地元っ子でにぎわう海鮮街

 

日が暮れると通北路の各店舗の看板に灯が入りグルメたちが続々と集まってくる

旅行ガイドブックではあまり触れられないが、実は上海は新鮮な魚介料理を楽しむことができる都市でもある。夕方、地下鉄4号線楊樹浦路駅から住宅街を歩くと、突然多数のネオンが輝く細い通りが現れる。ここが、この数年地元っ子に人気急上昇中の通北路海鮮ストリートだ。

狭い通りには発泡スチロールのケースに入った新鮮な魚介類が所狭しと並べられている。浙江省などから届けられた新鮮な海の幸だ。日本でもおなじみの魚から初めて目にするものまで実に多彩。集まってくる客は、魚を実際に手にとって鮮度を確かめ、店員に値段をたずね、料理法を指定して店内の席に着き、料理が運ばれてくるのを待つ。大きめの魚は塩味で蒸す「清蒸」かしょう油煮込みの「紅焼」で、貝類はにんにくと炒めるなど、シンプルな料理法で素材の持ち味を楽しみたい。

● やること:
- A) 次の（i）〜（iii）が海鮮街の文章の内容と合っているかどうか、それぞれ「はい」か「いいえ」で答え、決め手になる文章中の言葉をそのまま引用してください。（i）通北路海鮮ストリートへは地下鉄4号線楊樹浦路駅から歩いて行ける。（ii）旅行ガイドブックでは上海の魚介料理がよく紹介されている。（iii）店先に並ぶ魚介類は浙江省などから届いたものである。
- B) 海鮮街の文章では、大きめの魚や貝類をどう料理して食べるのがよいとしているか、またその理由は何か、1〜3文で説明してください。
- C) 海鮮街の文章の続きを、最後の文のあとから書いてください。
あとに続く資料は、上の海鮮街の文章とは関係がありません。

● 資料:
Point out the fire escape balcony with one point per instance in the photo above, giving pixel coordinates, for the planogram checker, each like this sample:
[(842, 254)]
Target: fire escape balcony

● 作業ごとの結果:
- A)
（i）はい。「地下鉄4号線楊樹浦路駅から住宅街を歩くと、突然多数のネオンが輝く細い通りが現れる」
（ii）いいえ。「旅行ガイドブックではあまり触れられないが」
（iii）はい。「浙江省などから届けられた新鮮な海の幸だ」

- B) 大きめの魚は塩味で蒸す「清蒸」かしょう油煮込みの「紅焼」に、貝類はにんにくと炒めるなど、シンプルな料理法がよいとしています。そうすることで素材の持ち味を楽しめるからです。

- C)
市中心部の料理店に比べ安価で気取りがないのが、ここの人気の理由のようだ。値段交渉が必要な店と掛け値なしの店があるのもおもしろい。極めて庶民的な店ばかりで、どの店もにぎわっているが、観光客の姿はあまりない。そこで、店員にたずねてみた、「言葉が通じない外国人観光客はどうやって注文すればいい?」。すると、若い店員はこともなげに「筆談でもいいですよ。それにケータイやiPadだってあるじゃないですか」と答えた。なるほど、外国人客と店員がiPadをはさんで魚の種類や料理法を相談する、上海はそういう時代になっているのかもしれない。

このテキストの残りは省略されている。